Reading passage>
The Inevitability of Bugs and the Need for Error Codes
It seems like an inevitability that with modern software comes bugs, errors and unexpected features. Bugs have been there from the beginning with the term bug first being used by Grace Hopper back in 1947 in the pioneering days of computer programming.
Today there are many ways to handle errors, log them and help users find solutions. An important part of this is the use of error codes. This is something that when I started out I missed however quickly learnt was essential to diagnosing and correlating user-reported issues.
When an error occurs the user is ideally presented with a message. For an expected error this can detail out next steps however for an unexpected error the user needs to be presented with something else. It is not good practice to surface the underlying error as at best these contain confusing technical detail that means little to the end-user and at worst can expose sensitive information. Therefore often a generic message is used such as “An unexpected error has occurred, please try again”. When presented with this the users may turn to the internet, send a support email or share screenshots looking for answers. This is little help when the generic error message is the same no matter what error has happened.
Adding error codes to your messages can resolve this. Error codes are numeric or alpha-numeric strings that can be added to the error message to help the user find solutions or report issues. These can be used for both expected errors and unexpected exceptions. They allow developers to uniquely identify and correlate issues as if the same error occurs then it should have the same error code.
Errors can be broken down into expected and unexpected errors. There a number of situations, that although may be unexpected to the end-user can actually be predicted in advance. These can include things like running out of disk space or loss of internet connectivity. In some ways, these are the best type of errors as you can provide potential solutions and static error codes.
In these cases, an error code can be useful if the message and the proposed solution is not successful. Error codes can allow people to communicate and search for a specific problem without having to use the full message. A knowledge base of error codes can be built up in advance of the software being published and can detail alternative or longer solutions that can be updated independently of the software. Error codes are particularly useful in these cases when the error message and interface is localised as the error code should remain consistent.

Data extract>
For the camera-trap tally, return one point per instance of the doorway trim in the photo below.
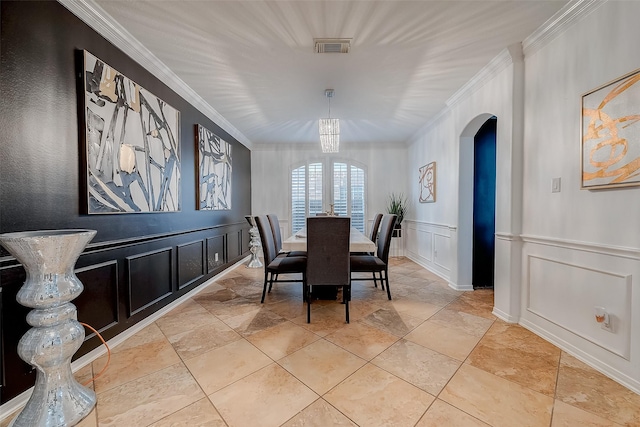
(465, 201)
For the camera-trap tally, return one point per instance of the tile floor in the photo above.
(430, 357)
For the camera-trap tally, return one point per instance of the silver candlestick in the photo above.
(49, 258)
(254, 243)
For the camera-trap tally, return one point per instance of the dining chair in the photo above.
(373, 233)
(277, 236)
(274, 263)
(328, 257)
(378, 263)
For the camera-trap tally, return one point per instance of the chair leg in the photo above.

Assigned task 1>
Copy out the article on error codes word for word, starting with "The Inevitability of" and going on through "of computer programming.".
Assigned task 2>
Pick up the article on error codes after its last sentence and keep writing it.
The entries can be set aside.

Task result 1>
The Inevitability of Bugs and the Need for Error Codes
It seems like an inevitability that with modern software comes bugs, errors and unexpected features. Bugs have been there from the beginning with the term bug first being used by Grace Hopper back in 1947 in the pioneering days of computer programming.

Task result 2>
Unexpected errors occur from a mistake in our code or the third-party library. We can try and reduce this through testing, guards statements and predicting scenarios that may happen however in a complex system things may slip through. Even when we are confident it is error-free, external changes can cause new errors to occur. For desktop or mobile apps, these can include OS upgrades or other software running. If you are running a web app, with evergreen browsers, your app is running in an ever-changing environment and plugins that can interfere with your application.
Unlike expected errors for unexpected errors, we need to generate the codes at run-time inside a global error handler. There are a number of techniques for this however you need to ensure that the codes are short enough to write down or quote, are generated to be unique to the issue but not tied to the user.
It is useful when logging the exception and stack trace to tag it with the same error code shown to the user. If a user sends a screenshot of the error code you can then find the full stack trace and identify the error quickly.
Once you have resolved an issue you can report back that the bug with provided error code was fixed in a specific version of the software.
No matter how many edge cases we guard against a bug is highly likely to make it into our code. Changes to the environment where our code is running that are often outside our control can also cause unexpected behaviours. Through the use of effective error messages and error code generation, we can talk about these errors, correlate them and clearly communicate with our end users to resolve faults.